Exercise objective >> Return every record exactly as written.

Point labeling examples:
◇ ◇ ◇ ◇ ◇

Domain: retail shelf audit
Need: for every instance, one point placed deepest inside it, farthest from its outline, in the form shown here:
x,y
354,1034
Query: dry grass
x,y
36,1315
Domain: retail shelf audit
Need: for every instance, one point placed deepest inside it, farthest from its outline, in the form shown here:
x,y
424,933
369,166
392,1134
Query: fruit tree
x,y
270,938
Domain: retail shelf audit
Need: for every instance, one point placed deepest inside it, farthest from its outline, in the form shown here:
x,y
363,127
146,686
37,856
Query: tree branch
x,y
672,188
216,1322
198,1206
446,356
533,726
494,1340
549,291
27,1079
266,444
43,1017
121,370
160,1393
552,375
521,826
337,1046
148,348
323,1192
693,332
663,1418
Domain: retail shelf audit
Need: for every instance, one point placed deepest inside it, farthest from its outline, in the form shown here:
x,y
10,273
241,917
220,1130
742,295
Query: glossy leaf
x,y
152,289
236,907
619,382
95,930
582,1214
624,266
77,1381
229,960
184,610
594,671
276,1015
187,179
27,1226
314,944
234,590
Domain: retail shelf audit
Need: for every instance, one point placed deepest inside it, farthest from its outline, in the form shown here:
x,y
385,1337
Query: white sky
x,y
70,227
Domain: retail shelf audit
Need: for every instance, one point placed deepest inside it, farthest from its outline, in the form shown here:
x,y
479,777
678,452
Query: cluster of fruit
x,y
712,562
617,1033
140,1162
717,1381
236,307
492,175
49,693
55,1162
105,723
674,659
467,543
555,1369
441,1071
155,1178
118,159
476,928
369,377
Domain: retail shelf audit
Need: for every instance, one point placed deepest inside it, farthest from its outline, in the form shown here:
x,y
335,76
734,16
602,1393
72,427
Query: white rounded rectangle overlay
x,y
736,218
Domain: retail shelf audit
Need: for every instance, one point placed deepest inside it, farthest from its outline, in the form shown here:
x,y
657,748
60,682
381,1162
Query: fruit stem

◇ ◇ ◇ ◇ ◇

Answer to this task >>
Domain: retail shelf audit
Need: for every instance, one point placed deepest inside it, farthest from its outline, in the form shown here:
x,y
354,1034
Query: dry grass
x,y
36,1315
Domain: retail shelf audit
Need: for every instance, one point placed deepest inside it, farthest from its outline, in the form shown here:
x,y
424,933
369,166
392,1134
Query: fruit tree
x,y
270,938
Domain: retail shelf audit
Need: for every instance, one point placed deepest inside it, farthest from its outline, in the form shown here:
x,y
363,127
146,686
37,856
Query: tree branch
x,y
672,188
216,1322
198,1206
446,356
533,726
494,1340
549,291
27,1079
266,444
43,1017
121,370
160,1393
552,375
521,826
337,1046
148,348
323,1192
693,332
663,1418
Domain: retail shelf audit
Need: for every instance, one point placed deepest inside it, farthest from its outline, in the form shown here:
x,y
10,273
241,917
220,1130
742,295
Query: glossy leaf
x,y
152,289
236,907
619,382
95,930
582,1214
624,266
77,1381
229,960
184,610
594,671
276,1015
187,179
27,1226
314,944
234,590
Domain: retail shelf audit
Need: for every instance, one point placed deepest inside it, farthest from its outline, in the form shown here:
x,y
385,1337
Query: white sky
x,y
70,227
Domain: retail shelf audit
Need: for every instance, one point placed deepest inside it, farthest from its outline, in the form shown here:
x,y
479,777
678,452
Query: cluster of fruit
x,y
712,562
617,1033
140,1162
717,1381
236,307
492,175
49,693
55,1162
105,723
674,659
467,543
555,1369
441,1071
155,1178
118,159
476,928
369,377
Domain: retail shelf audit
Need: for every instance, one point placed deepest inside it, farthest from its outline, in the form shown here:
x,y
335,76
734,16
602,1393
72,427
Query: white rounded rectangle overlay
x,y
736,218
Domain: retail shelf audit
Need: for every instance, one point placed deepest inside it, farthest from its outline, in the form shown here:
x,y
657,748
60,682
381,1162
Query: fruit stem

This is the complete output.